= AIM OF THE TASK =
From the items below, return verbatim the lines running from the line that contains "of the exposed" to the line that contains "x=385, y=140", including both of those lines.

= DATA SUPPLIED =

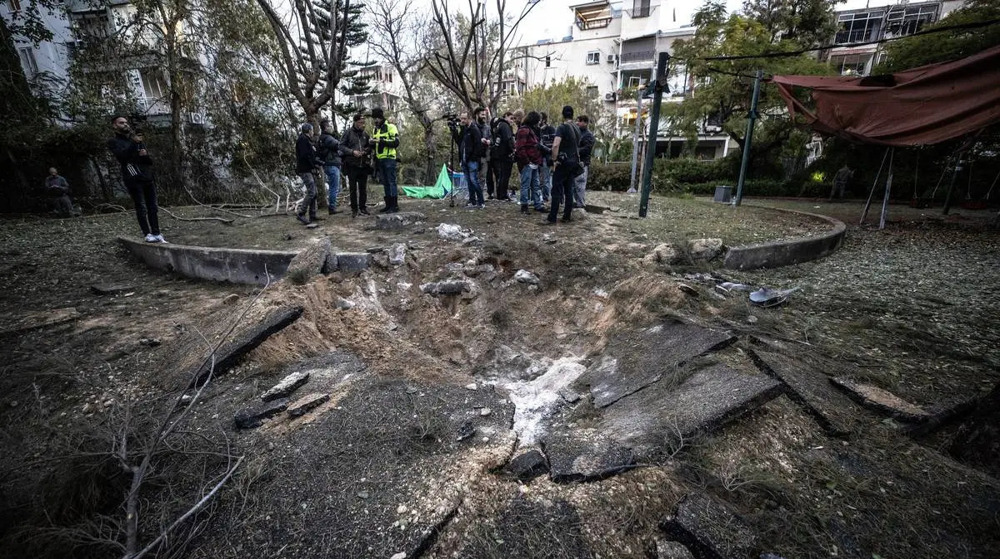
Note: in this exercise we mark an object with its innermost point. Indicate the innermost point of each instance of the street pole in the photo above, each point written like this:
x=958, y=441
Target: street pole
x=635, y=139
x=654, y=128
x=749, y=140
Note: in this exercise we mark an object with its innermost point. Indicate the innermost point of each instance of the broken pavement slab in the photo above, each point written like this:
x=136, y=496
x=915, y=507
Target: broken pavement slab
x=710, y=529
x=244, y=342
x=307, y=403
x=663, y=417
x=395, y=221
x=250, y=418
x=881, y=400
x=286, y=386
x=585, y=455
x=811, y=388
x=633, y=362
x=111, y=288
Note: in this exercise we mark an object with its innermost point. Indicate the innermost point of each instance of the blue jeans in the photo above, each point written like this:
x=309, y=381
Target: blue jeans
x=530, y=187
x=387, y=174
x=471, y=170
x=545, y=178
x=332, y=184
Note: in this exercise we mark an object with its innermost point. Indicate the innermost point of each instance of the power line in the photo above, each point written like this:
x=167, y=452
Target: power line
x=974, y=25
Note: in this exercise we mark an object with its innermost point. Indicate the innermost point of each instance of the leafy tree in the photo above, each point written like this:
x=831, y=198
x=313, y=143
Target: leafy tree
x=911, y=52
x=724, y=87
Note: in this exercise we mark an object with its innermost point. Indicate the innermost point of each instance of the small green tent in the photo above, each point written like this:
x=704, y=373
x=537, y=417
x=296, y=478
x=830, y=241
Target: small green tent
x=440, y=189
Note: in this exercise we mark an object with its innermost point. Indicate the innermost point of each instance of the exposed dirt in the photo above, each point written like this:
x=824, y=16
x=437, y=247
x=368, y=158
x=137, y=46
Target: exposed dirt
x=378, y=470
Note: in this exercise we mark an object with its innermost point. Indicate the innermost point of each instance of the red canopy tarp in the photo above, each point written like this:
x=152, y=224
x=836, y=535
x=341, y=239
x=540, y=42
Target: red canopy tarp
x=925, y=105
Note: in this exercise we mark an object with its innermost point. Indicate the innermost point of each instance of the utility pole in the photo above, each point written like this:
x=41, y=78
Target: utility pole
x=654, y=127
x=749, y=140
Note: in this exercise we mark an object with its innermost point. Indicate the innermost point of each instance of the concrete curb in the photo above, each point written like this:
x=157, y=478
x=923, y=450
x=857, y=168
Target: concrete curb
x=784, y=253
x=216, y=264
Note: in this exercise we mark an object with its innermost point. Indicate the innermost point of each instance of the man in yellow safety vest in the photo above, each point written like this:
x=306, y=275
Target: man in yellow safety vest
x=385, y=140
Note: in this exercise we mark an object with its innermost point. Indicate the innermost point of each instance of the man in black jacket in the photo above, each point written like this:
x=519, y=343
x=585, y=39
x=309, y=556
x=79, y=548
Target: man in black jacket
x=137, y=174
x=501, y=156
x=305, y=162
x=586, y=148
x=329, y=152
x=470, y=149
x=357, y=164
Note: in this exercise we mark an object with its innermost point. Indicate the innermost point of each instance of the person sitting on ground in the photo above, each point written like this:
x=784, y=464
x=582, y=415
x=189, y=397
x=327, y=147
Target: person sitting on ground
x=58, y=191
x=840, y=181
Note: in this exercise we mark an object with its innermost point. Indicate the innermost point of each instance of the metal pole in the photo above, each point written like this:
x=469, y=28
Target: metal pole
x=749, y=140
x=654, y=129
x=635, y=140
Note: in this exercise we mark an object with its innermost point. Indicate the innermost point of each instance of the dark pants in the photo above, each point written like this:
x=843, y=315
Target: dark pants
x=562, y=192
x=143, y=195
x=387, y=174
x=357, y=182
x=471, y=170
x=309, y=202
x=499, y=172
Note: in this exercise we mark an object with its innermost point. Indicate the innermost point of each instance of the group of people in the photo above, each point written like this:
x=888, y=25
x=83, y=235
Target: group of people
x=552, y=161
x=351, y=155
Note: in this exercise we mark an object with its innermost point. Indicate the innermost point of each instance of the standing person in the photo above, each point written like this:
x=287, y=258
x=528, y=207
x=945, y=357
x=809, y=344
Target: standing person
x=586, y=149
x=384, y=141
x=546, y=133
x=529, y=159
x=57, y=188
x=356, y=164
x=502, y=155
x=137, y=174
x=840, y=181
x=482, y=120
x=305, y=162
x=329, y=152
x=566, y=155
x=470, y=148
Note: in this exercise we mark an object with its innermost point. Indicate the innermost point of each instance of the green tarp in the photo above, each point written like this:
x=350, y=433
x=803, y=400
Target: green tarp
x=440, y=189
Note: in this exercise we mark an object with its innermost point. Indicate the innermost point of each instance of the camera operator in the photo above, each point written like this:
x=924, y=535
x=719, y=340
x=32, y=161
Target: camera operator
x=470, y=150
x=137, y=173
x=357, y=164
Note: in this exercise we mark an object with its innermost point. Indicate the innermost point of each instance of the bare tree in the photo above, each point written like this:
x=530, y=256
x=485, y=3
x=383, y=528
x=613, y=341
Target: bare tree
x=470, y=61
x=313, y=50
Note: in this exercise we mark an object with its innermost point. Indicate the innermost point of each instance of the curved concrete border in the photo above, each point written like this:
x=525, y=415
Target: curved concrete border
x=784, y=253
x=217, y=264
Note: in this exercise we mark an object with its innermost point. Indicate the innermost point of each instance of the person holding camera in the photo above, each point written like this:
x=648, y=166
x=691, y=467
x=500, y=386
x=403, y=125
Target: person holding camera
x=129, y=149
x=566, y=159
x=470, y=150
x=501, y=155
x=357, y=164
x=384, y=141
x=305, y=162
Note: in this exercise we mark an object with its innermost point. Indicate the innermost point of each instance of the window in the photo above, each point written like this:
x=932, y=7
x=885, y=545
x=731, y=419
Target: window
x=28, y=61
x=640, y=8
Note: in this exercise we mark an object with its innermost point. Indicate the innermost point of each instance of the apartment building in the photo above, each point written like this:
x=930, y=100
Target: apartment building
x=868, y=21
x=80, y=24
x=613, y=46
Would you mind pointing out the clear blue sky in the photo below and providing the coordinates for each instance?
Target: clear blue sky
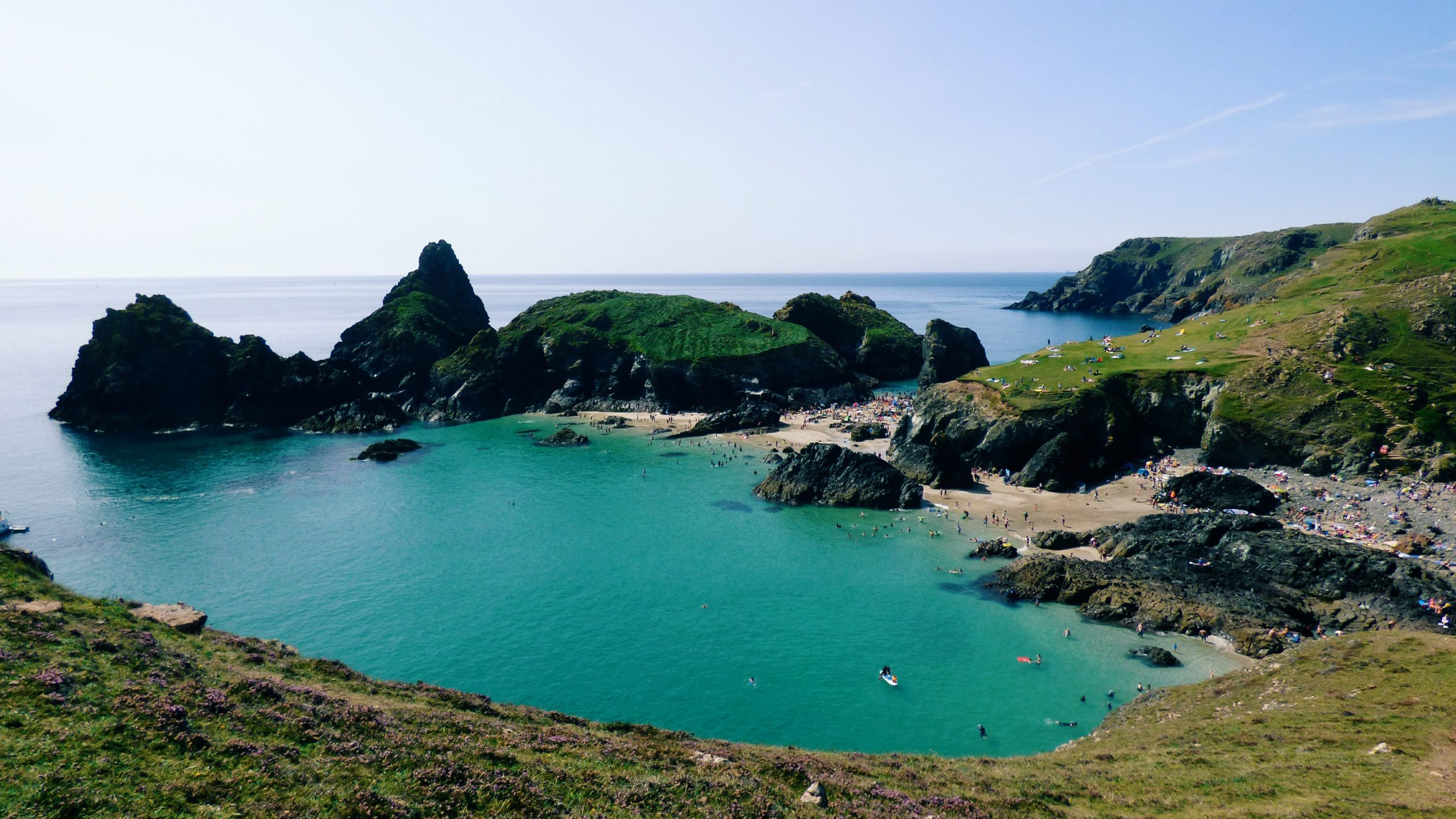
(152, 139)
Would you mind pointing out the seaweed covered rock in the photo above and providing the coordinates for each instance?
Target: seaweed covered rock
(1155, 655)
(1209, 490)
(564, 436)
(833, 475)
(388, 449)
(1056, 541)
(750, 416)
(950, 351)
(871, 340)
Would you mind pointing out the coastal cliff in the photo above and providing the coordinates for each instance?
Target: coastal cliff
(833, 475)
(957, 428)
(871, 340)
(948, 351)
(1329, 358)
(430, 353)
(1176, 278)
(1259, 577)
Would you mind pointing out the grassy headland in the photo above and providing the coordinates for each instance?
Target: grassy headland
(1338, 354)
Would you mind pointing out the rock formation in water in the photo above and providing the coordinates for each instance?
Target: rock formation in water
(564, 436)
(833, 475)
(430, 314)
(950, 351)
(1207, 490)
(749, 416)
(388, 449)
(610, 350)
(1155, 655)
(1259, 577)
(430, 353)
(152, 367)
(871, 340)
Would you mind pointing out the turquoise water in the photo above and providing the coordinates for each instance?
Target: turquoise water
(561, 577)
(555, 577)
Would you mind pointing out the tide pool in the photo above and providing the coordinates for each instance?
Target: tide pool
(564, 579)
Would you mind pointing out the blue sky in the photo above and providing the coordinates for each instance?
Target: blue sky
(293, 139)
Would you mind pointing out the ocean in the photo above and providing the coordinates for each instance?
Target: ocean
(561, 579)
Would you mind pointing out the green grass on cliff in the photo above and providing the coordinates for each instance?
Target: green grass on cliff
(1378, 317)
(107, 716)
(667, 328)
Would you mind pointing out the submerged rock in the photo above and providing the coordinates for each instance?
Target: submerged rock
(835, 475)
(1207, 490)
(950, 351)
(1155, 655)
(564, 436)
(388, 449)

...

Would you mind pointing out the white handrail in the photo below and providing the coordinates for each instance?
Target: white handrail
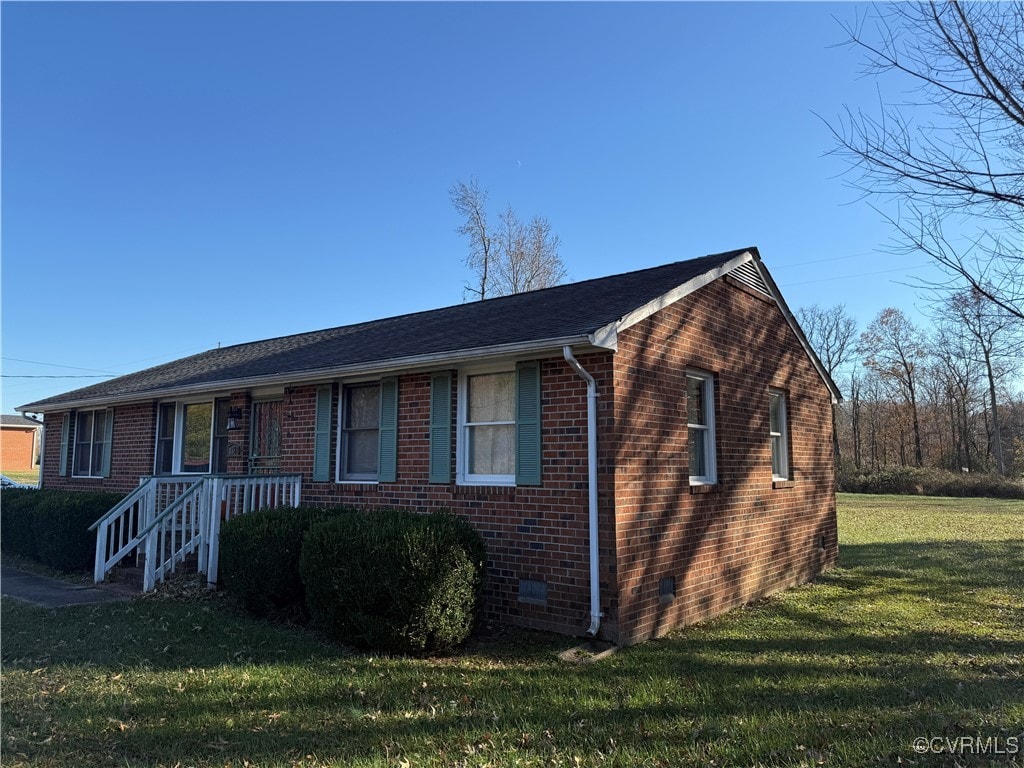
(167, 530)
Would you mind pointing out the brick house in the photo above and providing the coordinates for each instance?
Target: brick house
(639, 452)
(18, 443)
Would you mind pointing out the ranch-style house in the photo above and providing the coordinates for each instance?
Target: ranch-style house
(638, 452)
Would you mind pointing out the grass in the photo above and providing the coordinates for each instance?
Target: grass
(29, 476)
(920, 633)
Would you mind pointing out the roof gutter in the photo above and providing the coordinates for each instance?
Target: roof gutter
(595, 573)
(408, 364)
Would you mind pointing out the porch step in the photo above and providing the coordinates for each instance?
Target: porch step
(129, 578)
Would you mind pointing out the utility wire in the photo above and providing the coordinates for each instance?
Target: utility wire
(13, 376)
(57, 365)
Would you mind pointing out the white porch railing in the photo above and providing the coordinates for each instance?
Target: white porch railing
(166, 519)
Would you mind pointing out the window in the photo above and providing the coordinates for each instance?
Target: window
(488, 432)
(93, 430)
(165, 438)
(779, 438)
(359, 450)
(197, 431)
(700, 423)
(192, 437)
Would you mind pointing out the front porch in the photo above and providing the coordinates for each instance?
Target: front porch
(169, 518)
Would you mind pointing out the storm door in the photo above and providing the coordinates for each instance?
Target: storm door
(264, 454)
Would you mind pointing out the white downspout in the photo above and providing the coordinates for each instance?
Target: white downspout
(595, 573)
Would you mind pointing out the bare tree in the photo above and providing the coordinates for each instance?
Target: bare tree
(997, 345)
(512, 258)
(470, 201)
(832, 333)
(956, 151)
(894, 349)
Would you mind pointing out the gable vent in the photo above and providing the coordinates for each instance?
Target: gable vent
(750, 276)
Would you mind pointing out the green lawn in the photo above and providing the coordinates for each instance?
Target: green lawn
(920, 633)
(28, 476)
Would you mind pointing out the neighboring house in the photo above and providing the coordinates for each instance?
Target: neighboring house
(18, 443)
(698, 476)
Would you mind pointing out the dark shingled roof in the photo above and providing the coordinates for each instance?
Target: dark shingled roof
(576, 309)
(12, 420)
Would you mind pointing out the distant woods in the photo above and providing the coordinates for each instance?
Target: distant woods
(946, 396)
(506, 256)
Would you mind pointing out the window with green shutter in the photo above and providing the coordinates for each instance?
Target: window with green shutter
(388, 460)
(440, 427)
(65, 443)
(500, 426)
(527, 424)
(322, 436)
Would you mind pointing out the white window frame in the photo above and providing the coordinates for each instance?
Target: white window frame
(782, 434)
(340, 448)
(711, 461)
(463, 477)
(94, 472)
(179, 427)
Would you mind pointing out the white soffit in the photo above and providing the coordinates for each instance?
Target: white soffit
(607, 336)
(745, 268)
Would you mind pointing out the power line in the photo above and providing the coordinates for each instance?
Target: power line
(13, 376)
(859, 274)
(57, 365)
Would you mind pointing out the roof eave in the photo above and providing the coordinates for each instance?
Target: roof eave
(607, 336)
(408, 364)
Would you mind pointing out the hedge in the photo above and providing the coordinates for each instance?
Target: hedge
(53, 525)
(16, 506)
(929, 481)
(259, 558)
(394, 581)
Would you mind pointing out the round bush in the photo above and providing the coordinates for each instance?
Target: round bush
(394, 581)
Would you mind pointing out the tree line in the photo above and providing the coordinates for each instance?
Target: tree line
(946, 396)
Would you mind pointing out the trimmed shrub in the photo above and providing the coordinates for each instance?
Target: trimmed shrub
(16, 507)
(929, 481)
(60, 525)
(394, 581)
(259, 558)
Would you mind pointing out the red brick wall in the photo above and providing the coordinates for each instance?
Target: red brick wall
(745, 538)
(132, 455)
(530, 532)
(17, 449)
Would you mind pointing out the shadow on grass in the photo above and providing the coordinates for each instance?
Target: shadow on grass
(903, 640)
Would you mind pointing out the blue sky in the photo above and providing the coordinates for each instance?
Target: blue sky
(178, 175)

* * *

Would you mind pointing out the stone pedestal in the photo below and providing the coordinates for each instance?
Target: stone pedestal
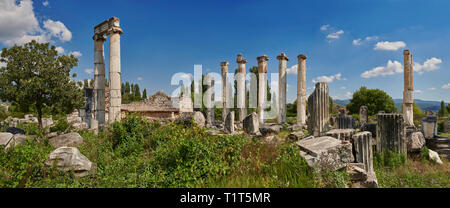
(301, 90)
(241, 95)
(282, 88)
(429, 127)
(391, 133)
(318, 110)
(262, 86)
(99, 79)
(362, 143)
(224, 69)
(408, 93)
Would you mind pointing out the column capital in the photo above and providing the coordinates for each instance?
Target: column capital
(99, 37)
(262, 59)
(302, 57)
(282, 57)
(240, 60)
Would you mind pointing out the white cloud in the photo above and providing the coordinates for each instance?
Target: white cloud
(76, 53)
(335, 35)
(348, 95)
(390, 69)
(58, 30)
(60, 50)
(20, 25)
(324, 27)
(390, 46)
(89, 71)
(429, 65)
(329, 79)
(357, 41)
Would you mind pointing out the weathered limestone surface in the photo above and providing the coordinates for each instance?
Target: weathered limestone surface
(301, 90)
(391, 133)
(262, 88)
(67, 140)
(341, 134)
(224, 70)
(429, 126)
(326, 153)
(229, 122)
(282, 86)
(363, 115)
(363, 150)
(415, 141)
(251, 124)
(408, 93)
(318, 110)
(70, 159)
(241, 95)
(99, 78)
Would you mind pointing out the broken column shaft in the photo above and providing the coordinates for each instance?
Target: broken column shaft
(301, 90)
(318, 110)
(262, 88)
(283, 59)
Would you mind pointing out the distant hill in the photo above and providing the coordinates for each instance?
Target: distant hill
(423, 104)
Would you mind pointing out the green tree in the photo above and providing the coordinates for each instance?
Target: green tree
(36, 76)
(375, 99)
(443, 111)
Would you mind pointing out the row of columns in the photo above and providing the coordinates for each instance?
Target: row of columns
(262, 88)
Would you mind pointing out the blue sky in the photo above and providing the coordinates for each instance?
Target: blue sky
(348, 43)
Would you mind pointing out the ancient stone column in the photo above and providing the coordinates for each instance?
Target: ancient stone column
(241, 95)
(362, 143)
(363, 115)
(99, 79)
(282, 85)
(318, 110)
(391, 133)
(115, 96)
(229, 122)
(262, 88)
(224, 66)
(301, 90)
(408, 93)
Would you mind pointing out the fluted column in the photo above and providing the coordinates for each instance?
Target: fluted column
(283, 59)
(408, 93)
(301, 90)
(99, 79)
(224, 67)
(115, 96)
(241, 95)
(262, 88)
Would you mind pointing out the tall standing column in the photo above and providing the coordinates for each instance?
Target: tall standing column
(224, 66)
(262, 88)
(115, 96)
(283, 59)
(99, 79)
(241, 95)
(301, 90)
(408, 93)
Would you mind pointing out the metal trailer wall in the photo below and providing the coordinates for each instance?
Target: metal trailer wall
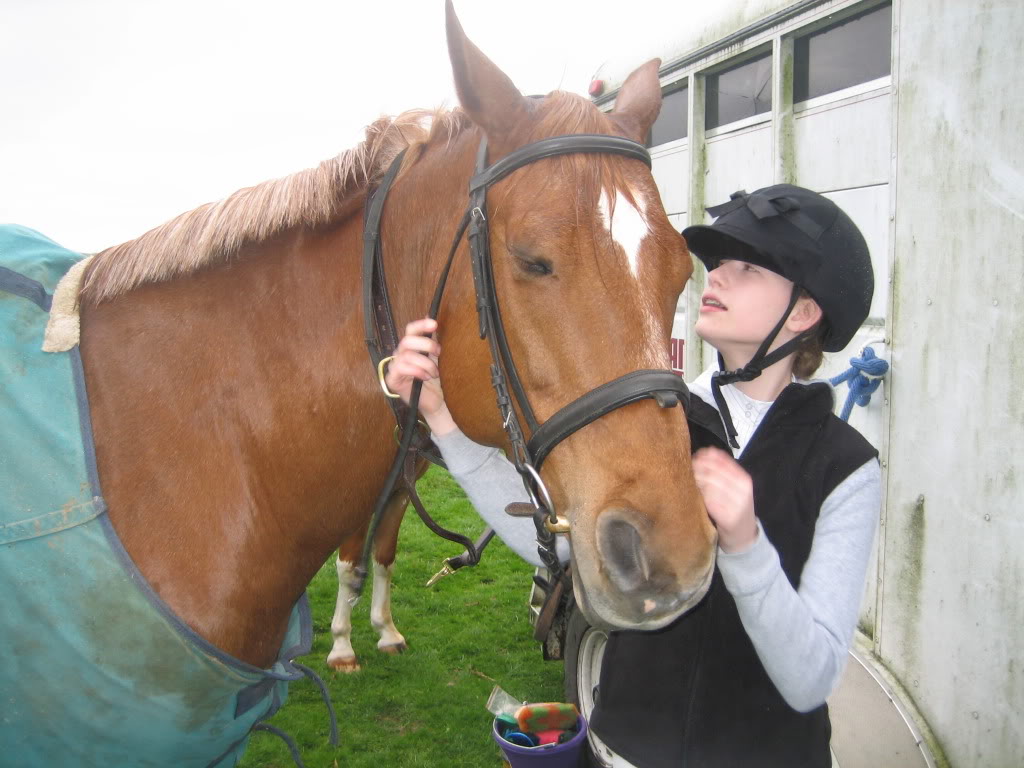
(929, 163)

= ANSWER FOR THIS EXERCISE =
Note: in this exercise we mark an object with its innermost point. Indicate the innermost point of each instance of the exposed dirt in the photo above, each point written like this:
x=824, y=16
x=437, y=247
x=368, y=158
x=137, y=46
Target: exposed dirt
x=378, y=470
Note: in this exercise we mark an object with its innermost point. Indicate the innermost point of each instance of the red canopy tarp in the photo above, each point written like this:
x=152, y=224
x=836, y=535
x=341, y=239
x=540, y=42
Target: red canopy tarp
x=925, y=105
Note: in this exercise we mark an object with its innermost point. Indicate the innermost point of each instance of the utility pole in the photo above, each point written like this:
x=41, y=78
Target: utility pole
x=654, y=127
x=749, y=140
Note: in this exercise we mark an object with its innermost point. Indicate the innermost point of each instance of the concrete curb in the photo above, each point written like this:
x=157, y=478
x=923, y=450
x=857, y=168
Target: concrete curb
x=784, y=253
x=216, y=264
Note: in this exercise we mark an object with its innermost point. Indicate the innermost point of each instance of the man in yellow safety vest in the photo above, each point written like this:
x=306, y=275
Target: man in yellow safety vest
x=385, y=140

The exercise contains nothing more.